*WHAT YOU WILL DO*
Find the line containing "Mark every instance of the magnolia tree". Return it and every line after it, unchanged, up to and including the last line.

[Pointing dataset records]
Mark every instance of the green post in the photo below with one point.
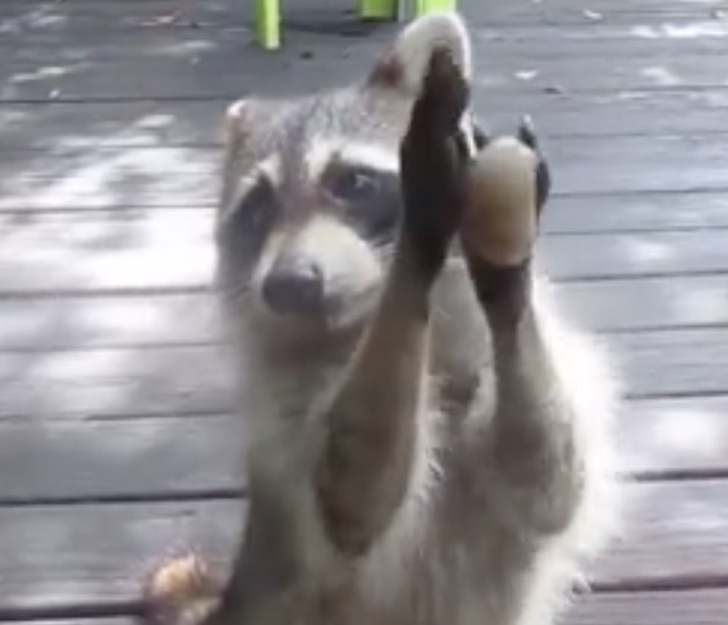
(427, 6)
(378, 9)
(268, 23)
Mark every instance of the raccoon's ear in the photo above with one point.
(236, 127)
(404, 66)
(237, 119)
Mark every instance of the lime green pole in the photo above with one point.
(378, 9)
(268, 23)
(428, 6)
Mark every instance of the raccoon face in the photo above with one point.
(311, 198)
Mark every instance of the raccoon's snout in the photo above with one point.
(294, 286)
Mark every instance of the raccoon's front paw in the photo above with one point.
(508, 183)
(183, 591)
(434, 160)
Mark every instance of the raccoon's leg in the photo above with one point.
(530, 444)
(365, 467)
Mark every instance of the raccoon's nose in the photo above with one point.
(294, 287)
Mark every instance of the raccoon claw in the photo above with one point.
(508, 183)
(434, 158)
(444, 95)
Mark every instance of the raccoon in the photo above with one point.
(428, 437)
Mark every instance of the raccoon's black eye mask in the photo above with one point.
(368, 197)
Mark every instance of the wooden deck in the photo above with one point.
(115, 445)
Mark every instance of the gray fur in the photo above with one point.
(476, 473)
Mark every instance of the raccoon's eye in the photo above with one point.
(248, 224)
(355, 184)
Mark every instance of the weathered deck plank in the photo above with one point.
(180, 122)
(195, 379)
(71, 252)
(91, 320)
(108, 459)
(173, 176)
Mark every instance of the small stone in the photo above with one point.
(593, 16)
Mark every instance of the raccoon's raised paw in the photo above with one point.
(508, 183)
(434, 158)
(183, 591)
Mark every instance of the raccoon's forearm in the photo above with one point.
(366, 466)
(532, 441)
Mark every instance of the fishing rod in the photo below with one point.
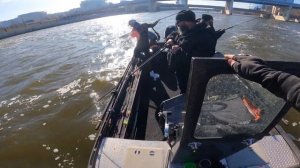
(127, 34)
(240, 23)
(148, 60)
(132, 73)
(167, 16)
(158, 20)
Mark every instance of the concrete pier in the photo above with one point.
(228, 7)
(281, 13)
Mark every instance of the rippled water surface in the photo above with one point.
(50, 80)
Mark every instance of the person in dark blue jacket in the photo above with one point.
(283, 85)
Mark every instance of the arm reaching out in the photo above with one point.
(281, 84)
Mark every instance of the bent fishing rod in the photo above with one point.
(240, 23)
(158, 20)
(138, 68)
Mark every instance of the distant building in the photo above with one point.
(9, 23)
(32, 17)
(92, 4)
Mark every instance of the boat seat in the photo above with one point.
(271, 151)
(126, 153)
(172, 110)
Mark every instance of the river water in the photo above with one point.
(50, 81)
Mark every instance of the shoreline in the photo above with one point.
(35, 26)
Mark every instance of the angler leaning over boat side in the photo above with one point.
(193, 40)
(281, 84)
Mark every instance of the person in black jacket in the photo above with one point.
(140, 31)
(191, 40)
(281, 84)
(208, 21)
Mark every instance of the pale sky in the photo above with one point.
(10, 9)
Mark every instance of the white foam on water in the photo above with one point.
(92, 137)
(294, 124)
(15, 98)
(33, 98)
(73, 92)
(67, 88)
(46, 106)
(95, 97)
(3, 103)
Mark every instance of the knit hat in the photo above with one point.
(185, 15)
(169, 30)
(206, 17)
(133, 23)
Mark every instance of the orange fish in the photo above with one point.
(254, 111)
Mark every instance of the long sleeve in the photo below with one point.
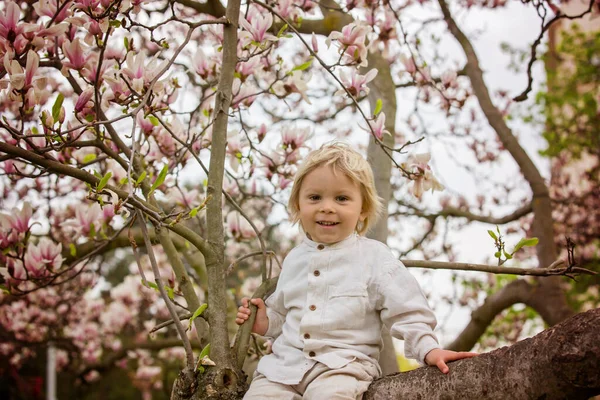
(405, 310)
(276, 313)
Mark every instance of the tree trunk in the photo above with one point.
(560, 363)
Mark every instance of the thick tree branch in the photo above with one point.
(560, 363)
(511, 294)
(554, 308)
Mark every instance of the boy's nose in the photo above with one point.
(326, 207)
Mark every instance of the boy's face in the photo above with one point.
(330, 205)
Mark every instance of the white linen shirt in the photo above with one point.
(330, 303)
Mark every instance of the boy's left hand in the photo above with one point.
(439, 357)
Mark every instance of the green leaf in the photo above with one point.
(530, 242)
(103, 181)
(160, 179)
(196, 314)
(89, 158)
(304, 66)
(57, 105)
(378, 107)
(153, 120)
(141, 178)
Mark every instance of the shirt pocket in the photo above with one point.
(346, 307)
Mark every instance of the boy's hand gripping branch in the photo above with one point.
(261, 323)
(439, 357)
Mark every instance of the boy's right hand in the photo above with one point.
(261, 323)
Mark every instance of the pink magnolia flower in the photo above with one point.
(256, 28)
(293, 138)
(204, 65)
(11, 31)
(20, 218)
(86, 216)
(352, 40)
(48, 8)
(293, 84)
(183, 197)
(287, 9)
(377, 126)
(22, 78)
(449, 79)
(249, 67)
(244, 94)
(74, 52)
(139, 72)
(239, 228)
(145, 125)
(424, 180)
(43, 257)
(409, 64)
(83, 99)
(356, 83)
(314, 43)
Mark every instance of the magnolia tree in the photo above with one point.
(147, 150)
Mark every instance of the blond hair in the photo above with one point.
(340, 157)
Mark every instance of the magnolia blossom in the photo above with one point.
(424, 180)
(183, 197)
(293, 138)
(377, 126)
(43, 257)
(87, 218)
(12, 32)
(256, 29)
(356, 83)
(239, 228)
(409, 64)
(352, 40)
(205, 66)
(293, 84)
(141, 73)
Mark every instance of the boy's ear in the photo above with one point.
(363, 216)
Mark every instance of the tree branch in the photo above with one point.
(559, 363)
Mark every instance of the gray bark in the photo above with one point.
(560, 363)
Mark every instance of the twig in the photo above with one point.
(180, 329)
(550, 271)
(269, 253)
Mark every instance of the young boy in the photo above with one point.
(335, 291)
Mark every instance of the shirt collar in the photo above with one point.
(349, 241)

*COMPLETE ANSWER*
Mark every instance of the magnolia tree in the photo above with one point.
(147, 150)
Mark every instance of the blond hair in the photo above with one point.
(340, 157)
Mark every instance of the magnolia blossom in the photo above with one point.
(424, 180)
(183, 197)
(293, 138)
(377, 126)
(43, 257)
(87, 218)
(12, 32)
(256, 29)
(356, 83)
(239, 228)
(409, 64)
(352, 40)
(205, 66)
(293, 84)
(141, 73)
Mark every instance of the boy's ear in the photo above with one point.
(363, 216)
Mark every instance of the tree branch in the photo above with one point.
(559, 363)
Mark every instance of the gray bark in the photo above with one point.
(560, 363)
Mark every instance of the twig in the photo above with one point.
(180, 329)
(550, 271)
(269, 253)
Mark every instance of the young boy in the photo above with one point.
(335, 291)
Mark every instance of the shirt collar in the photo above with one point.
(349, 241)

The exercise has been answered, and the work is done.